§ **Task to carry out**: Rewrite the items below, changing every occurrence of "Pins" to "Points" and leaving everything else unchanged.

═════ Material shown ═════

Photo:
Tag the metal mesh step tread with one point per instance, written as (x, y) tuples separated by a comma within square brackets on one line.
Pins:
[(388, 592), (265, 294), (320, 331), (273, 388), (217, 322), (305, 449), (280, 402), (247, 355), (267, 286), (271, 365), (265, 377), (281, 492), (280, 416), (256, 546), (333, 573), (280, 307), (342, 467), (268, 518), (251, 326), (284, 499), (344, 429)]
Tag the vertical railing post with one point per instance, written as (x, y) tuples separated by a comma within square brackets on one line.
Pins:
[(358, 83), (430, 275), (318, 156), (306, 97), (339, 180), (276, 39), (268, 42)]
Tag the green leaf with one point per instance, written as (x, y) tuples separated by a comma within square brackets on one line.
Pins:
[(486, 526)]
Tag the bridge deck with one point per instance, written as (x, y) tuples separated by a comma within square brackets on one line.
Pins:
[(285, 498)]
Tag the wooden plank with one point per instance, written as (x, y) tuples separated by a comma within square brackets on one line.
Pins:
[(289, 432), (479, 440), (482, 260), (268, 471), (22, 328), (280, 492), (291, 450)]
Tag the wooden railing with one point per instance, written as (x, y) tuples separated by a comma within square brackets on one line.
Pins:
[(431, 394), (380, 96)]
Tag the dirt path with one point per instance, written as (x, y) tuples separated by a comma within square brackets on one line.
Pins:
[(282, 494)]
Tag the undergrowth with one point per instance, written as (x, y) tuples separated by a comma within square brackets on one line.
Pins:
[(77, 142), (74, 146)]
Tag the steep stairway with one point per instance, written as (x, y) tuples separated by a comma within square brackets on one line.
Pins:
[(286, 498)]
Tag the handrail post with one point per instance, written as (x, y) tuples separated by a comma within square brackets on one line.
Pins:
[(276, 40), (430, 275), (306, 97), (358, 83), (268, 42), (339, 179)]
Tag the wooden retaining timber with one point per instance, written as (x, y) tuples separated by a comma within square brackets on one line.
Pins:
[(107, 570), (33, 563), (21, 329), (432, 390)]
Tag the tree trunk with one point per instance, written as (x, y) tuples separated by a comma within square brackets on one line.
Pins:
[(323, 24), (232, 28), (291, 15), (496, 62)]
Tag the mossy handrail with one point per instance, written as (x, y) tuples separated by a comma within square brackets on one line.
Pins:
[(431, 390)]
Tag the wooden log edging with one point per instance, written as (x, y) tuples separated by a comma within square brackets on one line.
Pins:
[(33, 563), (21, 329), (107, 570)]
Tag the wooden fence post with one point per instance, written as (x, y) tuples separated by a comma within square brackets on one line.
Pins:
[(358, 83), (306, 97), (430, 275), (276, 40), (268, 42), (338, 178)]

═════

§ **Task response**:
Photo:
Tag the metal mesh step tread with one point per instance, written as (x, y) tuples separated by a comma within square brackets on one line.
Points:
[(388, 592), (265, 294), (320, 331), (273, 388), (217, 322), (305, 449), (280, 402), (247, 355), (267, 286), (271, 365), (265, 377), (281, 492), (280, 416), (256, 546), (333, 573), (280, 307), (342, 467), (268, 518), (251, 326), (284, 499), (344, 429)]
Tag the vertical railing post with one point per instance, written as (x, y) tuples separated by a comma within square brackets on one line.
Points:
[(358, 83), (430, 275), (318, 156), (306, 97), (339, 180), (276, 39), (268, 42)]
Tag the green leaf with one point per instance, written as (x, y) tuples separated by a comma within square brackets on one line.
Points:
[(486, 526)]
Tag the bridge deck with one point per instance, written as (x, y) tuples separated by a comma within square brackets on one line.
Points:
[(285, 498)]
Tag the wooden plank with one point per instance, written as (x, y) tuples separated by a comma within square brackets on one line.
Points:
[(289, 432), (479, 440), (482, 260), (268, 471), (22, 328), (280, 492), (291, 450)]
Tag the wooden railing with one point per instance, written as (x, y) tuples separated by a comma within square brackets on one line.
Points:
[(431, 394), (380, 96)]
Tag the dirt path with one point per instance, written as (x, y) tuples separated by a comma within square brackets on one line.
Points:
[(282, 494)]
Tag the undergrowth with one point per instance, written as (x, y) tuples separated by a comma within square brackets on one line.
Points:
[(77, 142), (74, 146)]
Tag the steep stairway with one point per instance, written as (x, y) tuples separated by a comma within square brackets on one line.
Points:
[(286, 498)]
Tag the handrail post with one point per instance, written as (x, y) tuples separated by a comma within square brackets on one line.
Points:
[(276, 40), (430, 275), (306, 97), (358, 83), (268, 42), (339, 179)]
Tag the wooden retaining timber with one point per instance, written as (x, y) tuples separated by a comma within square brackets on one line.
Points:
[(107, 570), (33, 563), (21, 329), (432, 390)]
Tag the tree trunk with one point per instance, written as (x, y) tuples separated by a comma within square brackets on one line.
Points:
[(323, 24), (232, 28), (291, 15), (496, 62)]
Tag the mossy handrail with one point per instance, written as (x, y) tuples separated by a comma within square brackets on one line.
Points:
[(431, 390)]
Tag the wooden log edging with one point per instance, written as (x, y) tuples separated by a comma within square brackets on one line.
Points:
[(33, 563), (21, 329), (107, 570)]
Tag the wooden fence post with one point per instance, written as (x, y) tuples separated by a comma within square brackets on one line.
Points:
[(358, 83), (306, 97), (430, 275), (276, 40), (268, 42), (338, 178)]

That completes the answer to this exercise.